* [What is required]:
Starting at the line with "[point] every instance of the white chair", return every line through the final one of the data, word for word. Pictures stay out.

# Data in this exercise start

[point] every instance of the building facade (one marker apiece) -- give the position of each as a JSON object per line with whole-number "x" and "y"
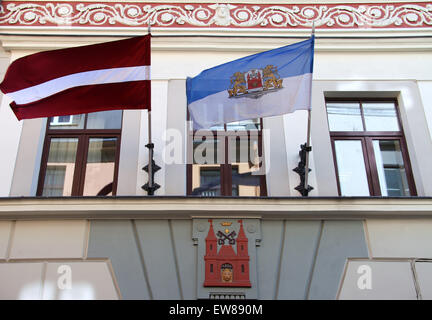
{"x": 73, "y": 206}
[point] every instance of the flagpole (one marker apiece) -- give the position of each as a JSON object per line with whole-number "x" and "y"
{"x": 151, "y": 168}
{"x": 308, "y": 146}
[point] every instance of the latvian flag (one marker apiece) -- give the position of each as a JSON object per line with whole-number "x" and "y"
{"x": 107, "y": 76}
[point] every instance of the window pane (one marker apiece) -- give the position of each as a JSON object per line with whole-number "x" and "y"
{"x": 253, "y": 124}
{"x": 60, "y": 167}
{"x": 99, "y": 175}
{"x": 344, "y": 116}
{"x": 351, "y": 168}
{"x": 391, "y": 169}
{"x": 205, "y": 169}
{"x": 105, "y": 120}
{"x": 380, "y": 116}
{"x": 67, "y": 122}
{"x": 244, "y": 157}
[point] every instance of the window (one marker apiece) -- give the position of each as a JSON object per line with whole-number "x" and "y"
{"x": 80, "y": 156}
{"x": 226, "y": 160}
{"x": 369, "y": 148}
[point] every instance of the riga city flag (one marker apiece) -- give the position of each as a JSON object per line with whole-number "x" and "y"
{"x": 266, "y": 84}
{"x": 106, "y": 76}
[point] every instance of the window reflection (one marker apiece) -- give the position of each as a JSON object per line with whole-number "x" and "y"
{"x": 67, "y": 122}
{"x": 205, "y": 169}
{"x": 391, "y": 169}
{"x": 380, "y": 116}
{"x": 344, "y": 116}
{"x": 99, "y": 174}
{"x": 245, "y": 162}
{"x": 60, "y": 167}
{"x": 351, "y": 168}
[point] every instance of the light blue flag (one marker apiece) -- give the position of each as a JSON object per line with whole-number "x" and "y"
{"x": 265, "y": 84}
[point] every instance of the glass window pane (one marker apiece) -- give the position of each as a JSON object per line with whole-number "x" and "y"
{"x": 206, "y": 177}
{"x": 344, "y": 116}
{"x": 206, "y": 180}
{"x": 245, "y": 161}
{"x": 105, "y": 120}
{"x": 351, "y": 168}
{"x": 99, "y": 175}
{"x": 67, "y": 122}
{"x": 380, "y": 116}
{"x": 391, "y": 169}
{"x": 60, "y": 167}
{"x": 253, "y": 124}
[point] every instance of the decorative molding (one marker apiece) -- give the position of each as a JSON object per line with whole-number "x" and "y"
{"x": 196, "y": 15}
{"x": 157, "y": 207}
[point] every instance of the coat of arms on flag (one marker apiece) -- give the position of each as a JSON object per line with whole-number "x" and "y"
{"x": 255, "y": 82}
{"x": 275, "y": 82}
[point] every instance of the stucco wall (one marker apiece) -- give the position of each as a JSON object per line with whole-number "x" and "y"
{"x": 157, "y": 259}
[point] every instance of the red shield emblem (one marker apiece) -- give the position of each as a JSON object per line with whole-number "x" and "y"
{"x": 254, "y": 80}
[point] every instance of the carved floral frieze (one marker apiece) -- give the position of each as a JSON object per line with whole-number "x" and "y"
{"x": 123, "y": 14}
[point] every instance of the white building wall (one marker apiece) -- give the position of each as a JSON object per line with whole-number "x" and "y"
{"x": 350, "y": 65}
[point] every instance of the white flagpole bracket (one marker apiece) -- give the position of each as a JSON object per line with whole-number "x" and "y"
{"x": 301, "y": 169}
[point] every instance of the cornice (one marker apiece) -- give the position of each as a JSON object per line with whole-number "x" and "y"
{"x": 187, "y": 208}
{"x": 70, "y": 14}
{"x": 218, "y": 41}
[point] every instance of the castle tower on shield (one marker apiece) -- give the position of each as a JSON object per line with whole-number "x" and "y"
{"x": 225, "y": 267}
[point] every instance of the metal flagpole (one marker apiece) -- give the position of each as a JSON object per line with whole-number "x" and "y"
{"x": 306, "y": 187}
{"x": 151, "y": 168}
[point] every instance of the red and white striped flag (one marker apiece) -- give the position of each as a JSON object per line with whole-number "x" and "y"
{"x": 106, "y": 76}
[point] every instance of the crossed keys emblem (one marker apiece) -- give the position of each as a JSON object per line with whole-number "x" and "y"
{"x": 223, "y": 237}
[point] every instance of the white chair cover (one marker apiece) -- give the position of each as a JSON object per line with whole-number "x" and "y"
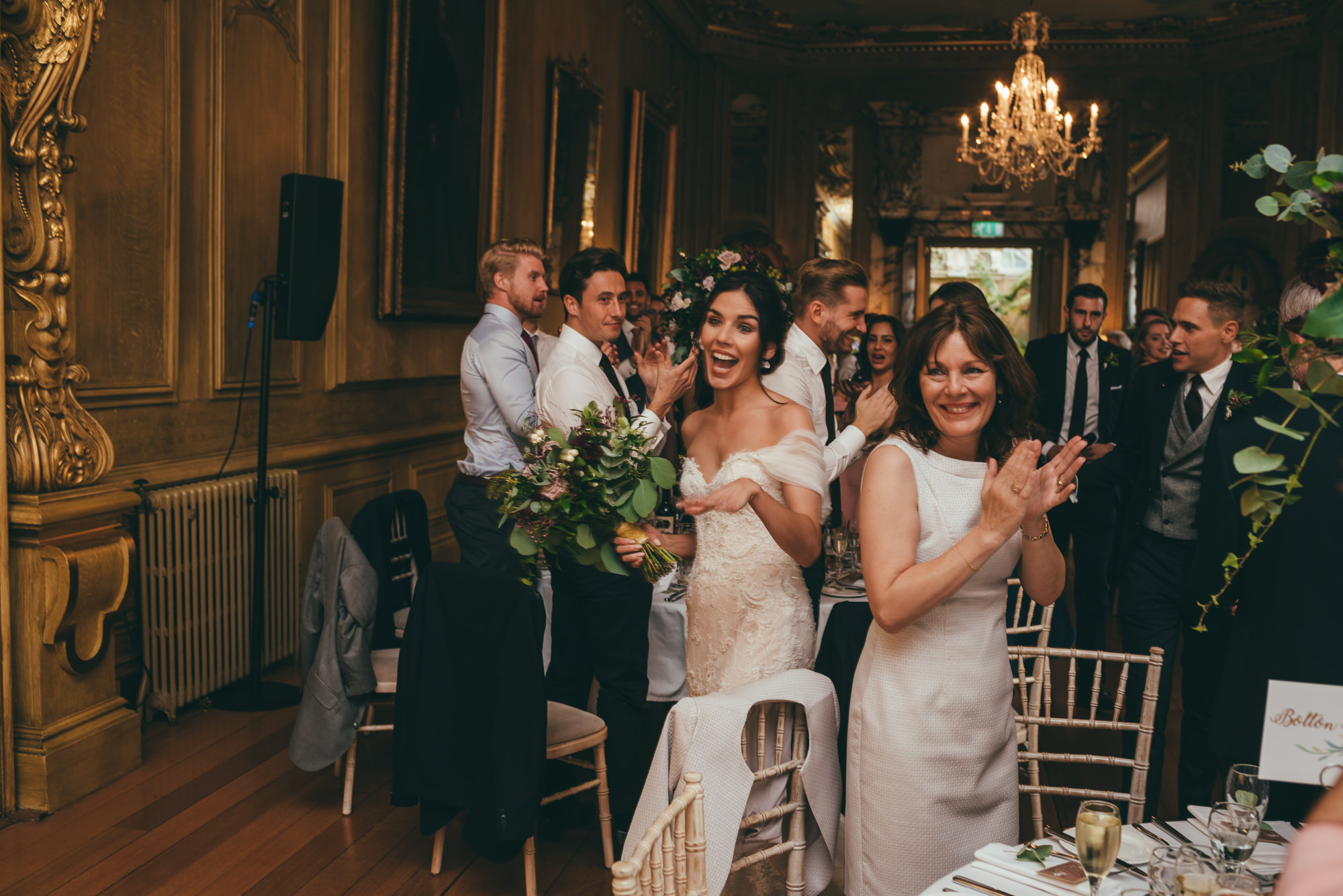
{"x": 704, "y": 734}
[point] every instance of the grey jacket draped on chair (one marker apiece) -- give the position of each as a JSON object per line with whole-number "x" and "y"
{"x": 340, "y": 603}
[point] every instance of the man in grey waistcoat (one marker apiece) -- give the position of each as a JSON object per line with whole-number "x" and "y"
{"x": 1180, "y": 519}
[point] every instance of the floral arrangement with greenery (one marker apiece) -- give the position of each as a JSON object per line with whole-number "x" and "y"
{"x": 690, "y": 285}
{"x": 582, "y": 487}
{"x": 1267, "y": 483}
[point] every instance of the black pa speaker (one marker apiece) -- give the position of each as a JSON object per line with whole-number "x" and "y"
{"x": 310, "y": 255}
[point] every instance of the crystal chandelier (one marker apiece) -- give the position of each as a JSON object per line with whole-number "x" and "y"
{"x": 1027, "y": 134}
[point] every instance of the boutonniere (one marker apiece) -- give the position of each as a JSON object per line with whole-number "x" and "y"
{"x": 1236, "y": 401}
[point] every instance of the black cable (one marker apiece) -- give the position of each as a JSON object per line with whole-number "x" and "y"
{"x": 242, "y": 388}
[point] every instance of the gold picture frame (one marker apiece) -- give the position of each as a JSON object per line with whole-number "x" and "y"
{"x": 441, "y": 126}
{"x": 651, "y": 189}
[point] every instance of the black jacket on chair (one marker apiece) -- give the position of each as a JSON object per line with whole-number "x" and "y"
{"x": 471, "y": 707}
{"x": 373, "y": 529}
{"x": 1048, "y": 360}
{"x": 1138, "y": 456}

# Data in this exercise end

* [Complete output]:
[point] every instance of the white chair cover (one marker apiece) -- give the position of each as a JSON object per line with whole-number "x" and "y"
{"x": 704, "y": 734}
[point] every instance of the grey jacket draped on chair (one marker apiece) -- give the position of each as a JSON object per line with whole-number "x" and "y"
{"x": 340, "y": 603}
[point] every instance of the man in grey waistcoat (one marker apiece) -- give the position of each as a JSON object per line with whole-number "x" and "y"
{"x": 1180, "y": 519}
[point] every instance of the floral arrangement with greenery (one marker apiece) -- give the position of each as a JSON object per line with whole-number "x" and "y"
{"x": 690, "y": 285}
{"x": 582, "y": 487}
{"x": 1267, "y": 483}
[point] every instance of the black pa speaker (one marker apiece) -- give the position of each as a JSON object per line with whole-number "x" and "y"
{"x": 310, "y": 255}
[point] every instance of the crystal chandelier (one marker apiece) -- give the position of each as a JSON object per line with whole-number "x" and "y"
{"x": 1027, "y": 134}
[point] every instance of the boutonniere (one marker apiece) -- give the position of each as a JSON object per line with whole-number "x" and "y"
{"x": 1236, "y": 401}
[point] every instance of the black cable (one marker apiece) -- give the position of each as a JSON object per line with whole-number "x" and "y"
{"x": 242, "y": 388}
[point] every instance of the gold picture frame (one marker apiece) -- give the position of each as a JSON object per line with whole-number "x" and "y"
{"x": 441, "y": 126}
{"x": 651, "y": 189}
[point] every instance of the black jacket on chair (one marker apiece) -- give the position of each as a JSON object per line with whole-number "x" and "y"
{"x": 471, "y": 707}
{"x": 373, "y": 529}
{"x": 1048, "y": 360}
{"x": 1138, "y": 456}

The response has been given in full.